*** GIVEN TEXT

Students in Shenzhen China

For Calvin Yu ’19, whose parents are from China, the seminar provided a chance to examine how China is influencing the rest of the world. He was struck by the economically robust Shenzhen, a modern and booming metropolis near Hong Kong, that he compared to Silicon Valley, with skyscrapers and gleaming buildings.

Yu’s first impression: “It doesn’t look like China.” They visited the Shenzhen Stock Exchange and toured Tencent, an innovative technology and Internet company that created the popular app WeChat. 

Challenging a Western Narrative

Touring Tencent and listening to the seminar’s guest speakers—among them scholars and businesspeople, including James Mi *91, co-founder and managing director of the venture capital firm Lightspeed China Partners—altered Rasmussen’s view of China. 

Many of the speakers had either been raised in the US or gone to school in the US, but were now living in China, explained Rasmussen. “They saw it as a place with more opportunity than the United States, which challenged my nationalistic idea that America is the land of opportunity,” he said. “I came to see China as this exciting innovative frontier. I could certainly see myself living and working there.”

******
*** EXCERPTED RECORDS

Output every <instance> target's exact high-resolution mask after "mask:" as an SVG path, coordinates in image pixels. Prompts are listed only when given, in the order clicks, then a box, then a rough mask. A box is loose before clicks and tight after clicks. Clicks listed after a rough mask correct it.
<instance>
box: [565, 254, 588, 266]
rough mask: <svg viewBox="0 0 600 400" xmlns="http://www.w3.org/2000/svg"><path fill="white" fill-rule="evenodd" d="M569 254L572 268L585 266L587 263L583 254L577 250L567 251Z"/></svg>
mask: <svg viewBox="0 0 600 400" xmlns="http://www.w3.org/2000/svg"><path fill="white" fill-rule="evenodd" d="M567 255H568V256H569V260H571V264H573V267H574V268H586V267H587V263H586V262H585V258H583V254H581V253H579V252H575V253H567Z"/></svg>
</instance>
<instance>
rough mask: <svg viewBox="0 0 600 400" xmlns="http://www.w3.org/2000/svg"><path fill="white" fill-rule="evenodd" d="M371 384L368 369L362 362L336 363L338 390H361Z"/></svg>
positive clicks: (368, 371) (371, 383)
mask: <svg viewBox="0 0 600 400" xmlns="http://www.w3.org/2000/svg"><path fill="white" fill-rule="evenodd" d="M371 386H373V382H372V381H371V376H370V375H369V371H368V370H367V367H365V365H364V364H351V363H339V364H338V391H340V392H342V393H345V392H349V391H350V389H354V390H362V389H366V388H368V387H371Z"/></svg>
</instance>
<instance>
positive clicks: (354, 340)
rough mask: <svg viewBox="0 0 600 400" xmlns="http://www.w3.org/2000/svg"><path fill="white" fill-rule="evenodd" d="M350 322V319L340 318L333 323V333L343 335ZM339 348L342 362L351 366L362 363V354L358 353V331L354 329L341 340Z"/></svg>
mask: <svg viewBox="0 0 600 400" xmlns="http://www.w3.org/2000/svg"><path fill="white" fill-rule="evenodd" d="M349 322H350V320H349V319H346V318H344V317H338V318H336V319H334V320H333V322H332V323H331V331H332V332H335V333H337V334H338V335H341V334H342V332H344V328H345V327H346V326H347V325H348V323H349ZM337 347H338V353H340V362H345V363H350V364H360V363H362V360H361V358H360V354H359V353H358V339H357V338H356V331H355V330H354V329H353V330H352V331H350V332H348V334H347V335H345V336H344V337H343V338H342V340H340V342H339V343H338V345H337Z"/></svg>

******

Answer these questions from the text about students in Shenzhen.
(a) What place did Calvin Yu compare Shenzhen to?
(b) Which popular app did Tencent create?
(c) Which venture capital firm did James Mi co-found?

(a) Silicon Valley
(b) WeChat
(c) Lightspeed China Partners